## [What to produce]
Can you switch every "rough mask" in the records below to "coarse mask" and leave everything else as it is?

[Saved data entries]
+++

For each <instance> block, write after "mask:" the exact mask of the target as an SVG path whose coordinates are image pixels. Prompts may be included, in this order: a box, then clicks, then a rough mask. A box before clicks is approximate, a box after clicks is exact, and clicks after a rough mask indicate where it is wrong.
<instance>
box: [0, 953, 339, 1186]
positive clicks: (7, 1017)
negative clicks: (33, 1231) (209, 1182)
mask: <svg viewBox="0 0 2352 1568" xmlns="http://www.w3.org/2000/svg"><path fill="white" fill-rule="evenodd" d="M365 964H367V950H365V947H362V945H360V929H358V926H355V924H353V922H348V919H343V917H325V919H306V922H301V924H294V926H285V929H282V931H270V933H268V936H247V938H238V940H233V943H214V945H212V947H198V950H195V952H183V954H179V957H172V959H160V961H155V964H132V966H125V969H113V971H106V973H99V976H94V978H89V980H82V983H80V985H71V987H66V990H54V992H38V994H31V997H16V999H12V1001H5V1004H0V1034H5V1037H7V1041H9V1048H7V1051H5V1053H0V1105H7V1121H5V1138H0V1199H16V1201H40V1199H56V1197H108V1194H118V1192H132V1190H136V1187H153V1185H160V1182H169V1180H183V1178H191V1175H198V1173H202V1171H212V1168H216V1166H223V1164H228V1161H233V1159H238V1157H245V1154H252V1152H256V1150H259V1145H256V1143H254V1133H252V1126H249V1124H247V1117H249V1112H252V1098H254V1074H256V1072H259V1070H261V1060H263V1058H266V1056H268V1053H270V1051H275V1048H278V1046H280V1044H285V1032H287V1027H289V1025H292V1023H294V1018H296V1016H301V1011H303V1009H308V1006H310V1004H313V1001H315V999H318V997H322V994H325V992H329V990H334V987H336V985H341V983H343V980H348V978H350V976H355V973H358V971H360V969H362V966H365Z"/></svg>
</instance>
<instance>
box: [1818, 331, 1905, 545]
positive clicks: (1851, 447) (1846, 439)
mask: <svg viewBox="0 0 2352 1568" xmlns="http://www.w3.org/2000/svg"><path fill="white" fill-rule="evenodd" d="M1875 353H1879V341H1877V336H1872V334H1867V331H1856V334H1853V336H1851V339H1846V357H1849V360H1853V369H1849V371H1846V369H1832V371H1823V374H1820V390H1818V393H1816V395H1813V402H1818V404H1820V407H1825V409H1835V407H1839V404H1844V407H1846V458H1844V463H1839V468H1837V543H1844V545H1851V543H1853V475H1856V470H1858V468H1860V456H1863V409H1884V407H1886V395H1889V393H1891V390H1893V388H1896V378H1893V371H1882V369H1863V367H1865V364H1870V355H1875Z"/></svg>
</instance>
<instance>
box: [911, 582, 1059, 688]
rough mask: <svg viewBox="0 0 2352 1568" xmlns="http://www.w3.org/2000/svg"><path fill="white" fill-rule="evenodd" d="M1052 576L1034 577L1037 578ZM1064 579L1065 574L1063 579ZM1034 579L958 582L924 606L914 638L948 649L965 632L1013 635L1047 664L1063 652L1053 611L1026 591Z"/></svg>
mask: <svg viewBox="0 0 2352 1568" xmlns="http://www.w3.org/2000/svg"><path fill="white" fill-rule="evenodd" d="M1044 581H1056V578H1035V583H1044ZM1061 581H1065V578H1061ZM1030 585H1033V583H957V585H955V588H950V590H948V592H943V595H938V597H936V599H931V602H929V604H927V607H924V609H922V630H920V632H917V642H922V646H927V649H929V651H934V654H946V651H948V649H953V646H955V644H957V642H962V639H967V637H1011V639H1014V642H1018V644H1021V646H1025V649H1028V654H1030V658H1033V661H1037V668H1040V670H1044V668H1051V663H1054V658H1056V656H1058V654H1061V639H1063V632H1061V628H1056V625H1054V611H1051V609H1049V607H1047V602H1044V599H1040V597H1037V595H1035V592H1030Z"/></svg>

+++

## [Worked solution]
For each <instance> block, write after "mask:" the exact mask of the target as an SVG path whose coordinates are image pixels. Prompts may be included, in this order: a box, then clicks, then a coarse mask. A box before clicks is approximate, a box after clicks is exact, and clicks after a coarse mask indicate where it is wrong.
<instance>
box: [0, 953, 339, 1186]
positive clicks: (7, 1017)
negative clicks: (33, 1231) (209, 1182)
mask: <svg viewBox="0 0 2352 1568" xmlns="http://www.w3.org/2000/svg"><path fill="white" fill-rule="evenodd" d="M365 964H367V950H365V947H362V945H360V929H358V926H355V924H353V922H348V919H343V917H325V919H306V922H301V924H294V926H285V929H282V931H270V933H268V936H247V938H238V940H233V943H214V945H212V947H198V950H195V952H183V954H179V957H172V959H160V961H155V964H132V966H125V969H113V971H106V973H99V976H94V978H89V980H82V983H80V985H71V987H66V990H54V992H38V994H31V997H16V999H12V1001H5V1004H0V1034H5V1037H7V1041H9V1048H7V1051H5V1053H0V1105H7V1121H5V1138H0V1199H16V1201H40V1199H56V1197H108V1194H118V1192H132V1190H136V1187H153V1185H160V1182H169V1180H183V1178H191V1175H198V1173H202V1171H212V1168H216V1166H223V1164H228V1161H233V1159H238V1157H245V1154H252V1152H256V1150H259V1145H256V1143H254V1133H252V1126H249V1124H247V1117H249V1112H252V1098H254V1074H256V1072H259V1070H261V1060H263V1058H266V1056H268V1053H270V1051H275V1048H278V1046H280V1044H285V1032H287V1027H289V1025H292V1023H294V1018H296V1016H301V1011H303V1009H308V1006H310V1004H313V1001H315V999H318V997H322V994H325V992H329V990H334V987H336V985H341V983H343V980H348V978H350V976H355V973H358V971H360V969H362V966H365Z"/></svg>
</instance>
<instance>
box: [1818, 331, 1905, 545]
positive clicks: (1851, 447) (1846, 439)
mask: <svg viewBox="0 0 2352 1568" xmlns="http://www.w3.org/2000/svg"><path fill="white" fill-rule="evenodd" d="M1875 353H1879V341H1877V336H1872V334H1867V331H1856V334H1853V336H1851V339H1846V357H1849V360H1853V369H1849V371H1846V369H1832V371H1823V374H1820V390H1818V393H1816V395H1813V402H1818V404H1820V407H1825V409H1835V407H1839V404H1844V407H1846V458H1844V463H1839V468H1837V543H1844V545H1851V543H1853V475H1856V470H1858V468H1860V456H1863V409H1884V407H1886V395H1889V393H1891V390H1893V388H1896V378H1893V371H1882V369H1863V367H1865V364H1870V355H1875Z"/></svg>
</instance>
<instance>
box: [911, 582, 1059, 688]
coarse mask: <svg viewBox="0 0 2352 1568" xmlns="http://www.w3.org/2000/svg"><path fill="white" fill-rule="evenodd" d="M1052 576L1034 577L1037 578ZM1064 579L1065 574L1063 579ZM1034 579L958 582L924 606L914 638L948 649L965 632L1013 635L1047 664L1063 652L1053 611L1026 591Z"/></svg>
mask: <svg viewBox="0 0 2352 1568" xmlns="http://www.w3.org/2000/svg"><path fill="white" fill-rule="evenodd" d="M1044 581H1056V578H1035V583H1044ZM1061 581H1065V578H1061ZM1030 585H1033V583H957V585H955V588H950V590H948V592H943V595H938V597H936V599H931V602H929V604H927V607H924V609H922V630H920V632H917V642H922V646H927V649H929V651H934V654H946V651H948V649H953V646H955V644H957V642H962V639H967V637H1011V639H1014V642H1018V644H1021V646H1025V649H1028V654H1030V658H1033V661H1037V668H1040V670H1044V668H1051V663H1054V658H1056V656H1058V654H1061V639H1063V632H1061V628H1056V625H1054V611H1051V609H1049V607H1047V602H1044V599H1040V597H1037V595H1035V592H1030Z"/></svg>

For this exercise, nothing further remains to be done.